**OBJECTIVE:**
Edit the records starting at the line that contains "In this exercise you will indicate the wire-rimmed" and running through the end of the records. Change every "mown grass" to "cut grass", leave everything else unchanged, and give back only those lines.

[Entries from a point annotation set]
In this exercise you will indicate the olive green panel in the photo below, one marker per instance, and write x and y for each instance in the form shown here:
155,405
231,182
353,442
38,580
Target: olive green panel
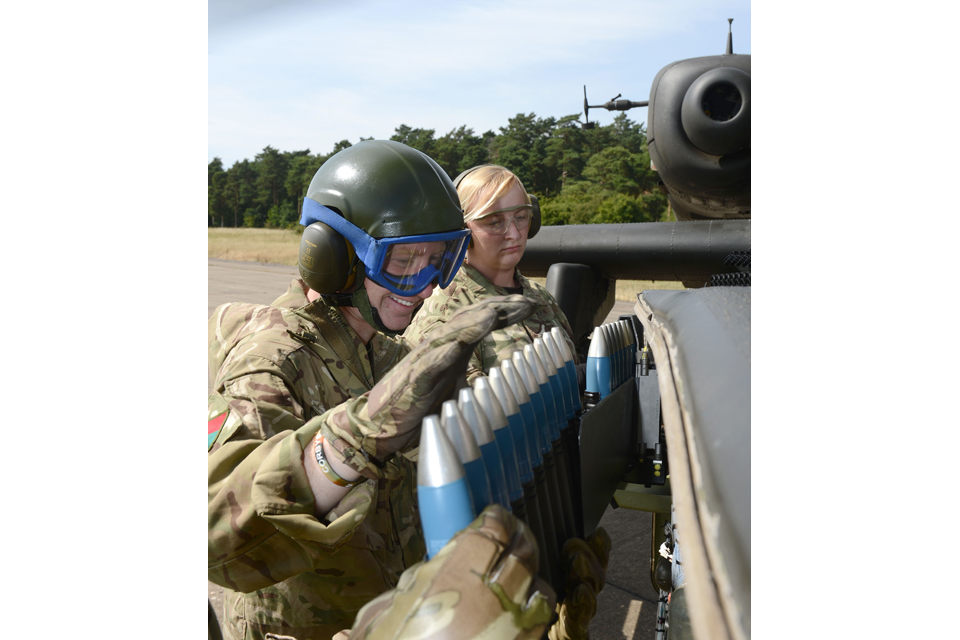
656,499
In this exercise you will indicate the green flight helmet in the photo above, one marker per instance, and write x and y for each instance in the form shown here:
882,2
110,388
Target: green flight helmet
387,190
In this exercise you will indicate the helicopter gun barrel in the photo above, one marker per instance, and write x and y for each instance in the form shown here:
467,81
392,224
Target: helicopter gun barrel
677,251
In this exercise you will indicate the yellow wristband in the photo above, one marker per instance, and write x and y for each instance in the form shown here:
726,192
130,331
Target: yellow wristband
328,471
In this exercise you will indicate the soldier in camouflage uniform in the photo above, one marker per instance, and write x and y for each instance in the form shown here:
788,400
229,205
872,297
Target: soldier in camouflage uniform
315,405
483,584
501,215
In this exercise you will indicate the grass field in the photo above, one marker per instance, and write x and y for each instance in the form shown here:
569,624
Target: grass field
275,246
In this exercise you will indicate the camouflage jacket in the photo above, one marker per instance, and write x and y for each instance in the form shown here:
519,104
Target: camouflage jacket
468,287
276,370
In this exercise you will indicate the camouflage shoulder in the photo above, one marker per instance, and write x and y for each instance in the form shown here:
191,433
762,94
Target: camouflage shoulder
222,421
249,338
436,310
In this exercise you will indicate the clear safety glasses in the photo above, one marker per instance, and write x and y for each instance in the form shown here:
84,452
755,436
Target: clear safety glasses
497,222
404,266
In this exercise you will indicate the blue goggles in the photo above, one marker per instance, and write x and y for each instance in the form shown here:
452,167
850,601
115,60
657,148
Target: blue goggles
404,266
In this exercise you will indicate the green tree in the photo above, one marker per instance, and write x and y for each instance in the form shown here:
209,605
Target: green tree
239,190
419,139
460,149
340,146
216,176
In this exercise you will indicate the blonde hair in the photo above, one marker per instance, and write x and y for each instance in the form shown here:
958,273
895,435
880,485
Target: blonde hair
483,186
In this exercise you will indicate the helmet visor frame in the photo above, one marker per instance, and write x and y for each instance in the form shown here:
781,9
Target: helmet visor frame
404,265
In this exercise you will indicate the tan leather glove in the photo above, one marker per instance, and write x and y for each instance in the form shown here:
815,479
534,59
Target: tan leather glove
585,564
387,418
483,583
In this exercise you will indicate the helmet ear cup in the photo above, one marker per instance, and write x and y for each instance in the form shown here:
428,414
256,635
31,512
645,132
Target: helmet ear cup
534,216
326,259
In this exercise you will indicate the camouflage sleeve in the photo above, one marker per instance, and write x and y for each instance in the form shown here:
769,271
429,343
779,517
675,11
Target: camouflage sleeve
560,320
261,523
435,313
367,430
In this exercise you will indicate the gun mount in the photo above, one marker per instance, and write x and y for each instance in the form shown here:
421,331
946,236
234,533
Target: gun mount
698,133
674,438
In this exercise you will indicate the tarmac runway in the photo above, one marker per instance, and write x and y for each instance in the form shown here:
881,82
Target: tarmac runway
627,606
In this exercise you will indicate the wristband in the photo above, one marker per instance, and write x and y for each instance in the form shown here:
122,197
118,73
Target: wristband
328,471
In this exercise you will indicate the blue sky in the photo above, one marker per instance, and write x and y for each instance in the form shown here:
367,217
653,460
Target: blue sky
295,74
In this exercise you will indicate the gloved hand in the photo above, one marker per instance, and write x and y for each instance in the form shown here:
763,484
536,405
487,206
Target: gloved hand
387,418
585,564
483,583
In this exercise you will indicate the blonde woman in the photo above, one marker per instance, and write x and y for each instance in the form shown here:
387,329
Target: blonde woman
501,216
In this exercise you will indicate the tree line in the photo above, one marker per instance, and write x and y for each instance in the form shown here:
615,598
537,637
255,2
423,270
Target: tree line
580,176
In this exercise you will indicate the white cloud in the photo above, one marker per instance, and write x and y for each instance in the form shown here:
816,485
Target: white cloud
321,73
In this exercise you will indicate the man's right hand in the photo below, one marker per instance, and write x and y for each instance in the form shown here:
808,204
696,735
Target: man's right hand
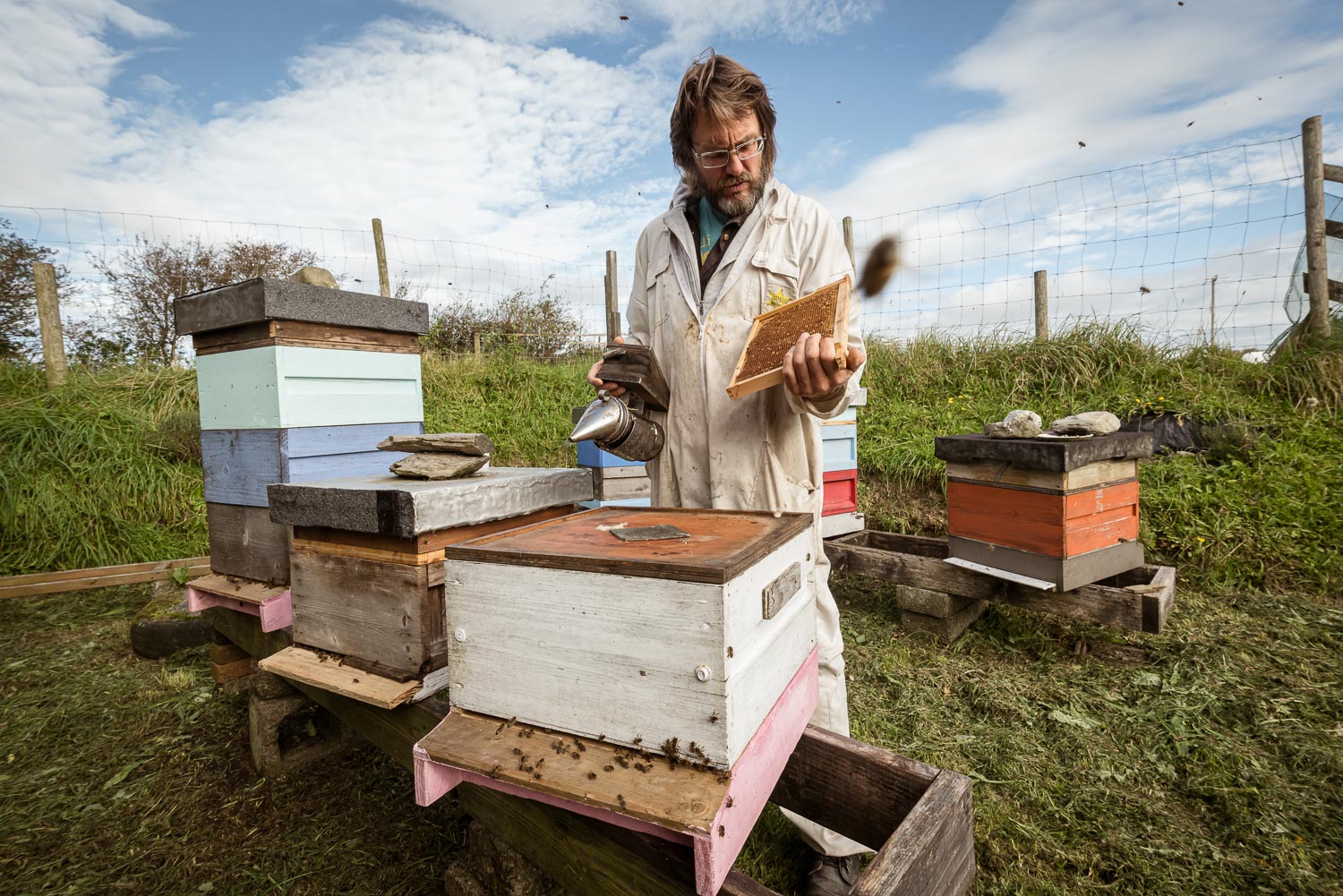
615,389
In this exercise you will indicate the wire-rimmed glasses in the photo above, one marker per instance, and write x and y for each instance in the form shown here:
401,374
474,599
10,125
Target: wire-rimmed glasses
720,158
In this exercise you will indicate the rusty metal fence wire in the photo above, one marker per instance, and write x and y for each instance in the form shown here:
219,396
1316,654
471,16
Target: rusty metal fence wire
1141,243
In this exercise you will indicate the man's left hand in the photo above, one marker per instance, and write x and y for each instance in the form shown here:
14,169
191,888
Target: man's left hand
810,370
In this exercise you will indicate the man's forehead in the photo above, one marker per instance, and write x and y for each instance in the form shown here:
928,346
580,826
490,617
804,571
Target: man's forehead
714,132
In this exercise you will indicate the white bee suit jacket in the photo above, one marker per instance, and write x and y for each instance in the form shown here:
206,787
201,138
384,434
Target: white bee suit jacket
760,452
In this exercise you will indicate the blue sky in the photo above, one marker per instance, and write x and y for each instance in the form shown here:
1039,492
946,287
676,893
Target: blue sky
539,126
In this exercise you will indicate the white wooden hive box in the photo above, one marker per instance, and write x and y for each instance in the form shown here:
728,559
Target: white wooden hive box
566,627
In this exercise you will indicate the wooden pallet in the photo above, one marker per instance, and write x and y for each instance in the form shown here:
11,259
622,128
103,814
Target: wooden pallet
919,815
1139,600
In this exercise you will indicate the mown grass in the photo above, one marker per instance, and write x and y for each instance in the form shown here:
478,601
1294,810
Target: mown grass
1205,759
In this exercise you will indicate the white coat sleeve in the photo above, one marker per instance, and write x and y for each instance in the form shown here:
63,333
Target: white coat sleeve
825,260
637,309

**CORRECT OUTPUT:**
In this exercise you will indicate the wire-rimmed glasses in the photo above, one marker per instance, and write x and y for each instance in the form shown here:
401,374
474,599
10,125
Target: wire-rimmed glasses
720,158
In this exercise you will indicate the rusty metal fence wire in the photo above, one marker per instance, and write x and y for each instance in the form shown here:
219,396
1316,654
471,16
Target: rusty metal fence wire
1141,243
In this exercise you will indicate the man's left hand in the photo above, one marker per instance, and write x and y for each instance in the form shown here:
14,169
191,888
Target: man's left hand
810,370
In this exercise you will indicate the man's forehead in the photo above, one marker per instance, and write x and y for each instance in the form shown here:
928,346
580,826
490,617
804,571
Target: man's forehead
714,132
In this exercise you will indicate the white bee suit jacket in the photo above, one marker per instance, and write x and y for each instance in the form shown here:
206,787
201,138
384,434
Target: white bee suit jacket
760,452
In this exercise you will indicate the blue sky in the photo above, one marker per instance, and write x and y for each instance in the form shown here:
1039,492
946,287
676,893
Target: blue sky
539,126
In this exercise you will indicate the white wooden hive box in the photo above, one marker per instance, and write x and y for each instance in the form shown here:
728,559
Target: white wooden hive box
566,627
In this exercise you will indicate the wooden pallet in the photo above, one marker per instance, and write x and y for each instance in the form shown here:
11,259
622,128
103,814
Target: wooden pallet
919,815
1139,600
In this exercise you will indicate the cut grass in the photo above, one marker per instance, and write x and y for each instance in the form shown here:
478,601
1294,810
Target: cut grass
1205,759
In this exercise you will indicate the white coat sleeve in the photo above, one marker per instance, and write x and y for each instance in the form shown here:
63,333
Target: white coat sleeve
825,260
637,309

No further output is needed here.